Material supplied start

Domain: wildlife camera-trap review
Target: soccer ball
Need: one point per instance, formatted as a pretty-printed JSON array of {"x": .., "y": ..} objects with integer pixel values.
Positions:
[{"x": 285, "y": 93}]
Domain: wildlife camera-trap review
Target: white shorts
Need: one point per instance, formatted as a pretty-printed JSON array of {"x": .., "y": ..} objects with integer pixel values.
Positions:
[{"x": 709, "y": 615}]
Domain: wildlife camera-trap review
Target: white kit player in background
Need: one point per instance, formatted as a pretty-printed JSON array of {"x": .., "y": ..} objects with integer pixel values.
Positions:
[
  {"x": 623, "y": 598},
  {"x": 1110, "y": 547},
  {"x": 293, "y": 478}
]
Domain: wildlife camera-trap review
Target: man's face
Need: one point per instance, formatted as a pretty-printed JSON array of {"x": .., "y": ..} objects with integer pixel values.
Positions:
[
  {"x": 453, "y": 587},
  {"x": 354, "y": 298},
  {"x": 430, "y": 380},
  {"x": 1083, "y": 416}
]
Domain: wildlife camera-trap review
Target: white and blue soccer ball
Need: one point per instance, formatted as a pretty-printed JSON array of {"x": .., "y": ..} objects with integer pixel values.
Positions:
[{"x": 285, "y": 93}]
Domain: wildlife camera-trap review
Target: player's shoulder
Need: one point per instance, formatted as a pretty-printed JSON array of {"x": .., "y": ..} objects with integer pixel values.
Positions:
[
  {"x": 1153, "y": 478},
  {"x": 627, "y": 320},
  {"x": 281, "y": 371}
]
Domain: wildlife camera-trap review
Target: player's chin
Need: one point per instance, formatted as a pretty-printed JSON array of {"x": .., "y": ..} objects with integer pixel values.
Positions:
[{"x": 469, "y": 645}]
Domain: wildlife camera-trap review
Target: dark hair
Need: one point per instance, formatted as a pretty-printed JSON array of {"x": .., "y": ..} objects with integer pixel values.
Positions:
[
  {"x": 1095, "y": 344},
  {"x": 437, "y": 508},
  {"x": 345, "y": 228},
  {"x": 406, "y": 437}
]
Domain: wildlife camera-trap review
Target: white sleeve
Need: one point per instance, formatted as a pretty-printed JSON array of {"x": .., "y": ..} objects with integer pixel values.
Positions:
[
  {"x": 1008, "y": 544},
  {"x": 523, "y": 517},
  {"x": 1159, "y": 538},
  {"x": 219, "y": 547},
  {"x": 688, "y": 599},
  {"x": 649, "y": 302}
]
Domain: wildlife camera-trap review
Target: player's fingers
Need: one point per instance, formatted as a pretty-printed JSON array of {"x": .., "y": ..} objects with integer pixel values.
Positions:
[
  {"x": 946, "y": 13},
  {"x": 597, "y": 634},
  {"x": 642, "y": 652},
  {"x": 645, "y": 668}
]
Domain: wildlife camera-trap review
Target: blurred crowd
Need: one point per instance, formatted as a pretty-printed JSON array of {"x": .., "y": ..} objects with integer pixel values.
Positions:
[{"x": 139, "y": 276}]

Material supplied end

Given request: Using the listing above, please repeat every entry exactly.

Full response:
Domain: wildlife camera-trap review
Target: soccer ball
Need: one point per instance, formatted as a pretty-printed JSON array of {"x": .., "y": ..} objects with integer pixel values.
Positions:
[{"x": 285, "y": 93}]
Domain: wildlife camera-trap review
Target: white shorts
Need: one point per instance, formatted as a pretty-printed JSON array of {"x": .., "y": ..} objects with integer pixel values.
Positions:
[{"x": 709, "y": 615}]
Domain: wildlife camera-trap review
Target: white kit player in background
Need: one point per instance, formatted as a pretty-printed JSON array of {"x": .., "y": ..} objects with integer pixel values.
Positions:
[
  {"x": 623, "y": 598},
  {"x": 1110, "y": 547},
  {"x": 293, "y": 478}
]
Domain: wildlife camera-trap review
Target: man's face
Need: one point per instance, formatted as a pretty-printed JSON array of {"x": .., "y": ..} objects with integer pixel values.
Positions:
[
  {"x": 453, "y": 587},
  {"x": 354, "y": 298},
  {"x": 430, "y": 380},
  {"x": 1083, "y": 416}
]
Domain: wildlife camera-trap review
Target: white and blue soccer ball
Need: one point per instance, formatted as a pretty-printed JSON array of {"x": .., "y": ..} objects with integer pixel values.
Positions:
[{"x": 285, "y": 93}]
Domain: wildlife camera-trap review
Target: player's shoulder
Need: one point per instance, formatted as a pretty-printed JSON array of {"x": .., "y": ..} objects with integer pixel values.
Positions:
[
  {"x": 1153, "y": 478},
  {"x": 627, "y": 320},
  {"x": 281, "y": 371}
]
Domain: wildlife camera-trap review
Target: player's chin
Need: one point per instance, formatted as a pretty-printed JSON array of {"x": .., "y": ..} objects with integer pixel values.
Positions:
[{"x": 469, "y": 645}]
Domain: wildlife camera-trap review
Target: dark hair
Need: one point per instance, formatted as a pretty-printed JSON array of {"x": .., "y": ..} objects with integer pixel values.
Positions:
[
  {"x": 1095, "y": 344},
  {"x": 437, "y": 508},
  {"x": 345, "y": 228},
  {"x": 406, "y": 437}
]
Domain: wildlife camera-trap review
Target: white sleeve
Need: one point per instance, formatted as a pretty-printed JSON array of {"x": .., "y": ..} objects with integer pixel values.
Positions:
[
  {"x": 1008, "y": 544},
  {"x": 523, "y": 517},
  {"x": 1159, "y": 538},
  {"x": 219, "y": 547},
  {"x": 688, "y": 599},
  {"x": 649, "y": 302}
]
Domain: wildlife camera-trap review
Target: player's fingers
Need: one point per instance, formatted as a pretty-printed JSON array of {"x": .., "y": ..} objects with integer pixel values.
Positions:
[
  {"x": 946, "y": 13},
  {"x": 597, "y": 634},
  {"x": 642, "y": 652},
  {"x": 645, "y": 668}
]
Domain: wildlife camera-trap review
Target: blurred crowd
Need: one point per instance, formatted as a pretty-printed JSON array of {"x": .., "y": ..} objects with integer pixel values.
Positions:
[{"x": 139, "y": 276}]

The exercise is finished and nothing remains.